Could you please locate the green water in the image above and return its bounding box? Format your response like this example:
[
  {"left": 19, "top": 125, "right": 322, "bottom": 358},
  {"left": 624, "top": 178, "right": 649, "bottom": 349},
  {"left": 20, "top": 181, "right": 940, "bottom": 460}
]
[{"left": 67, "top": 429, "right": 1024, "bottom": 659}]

TASK DESCRIPTION: Set down the complete listing once more, exactly as it appears.

SOLUTION:
Could you please locate the green water in the image above and return its bounding box? Format your response like this example:
[
  {"left": 19, "top": 125, "right": 322, "bottom": 358},
  {"left": 624, "top": 178, "right": 649, "bottom": 349},
  {"left": 20, "top": 181, "right": 940, "bottom": 460}
]
[{"left": 67, "top": 429, "right": 1024, "bottom": 659}]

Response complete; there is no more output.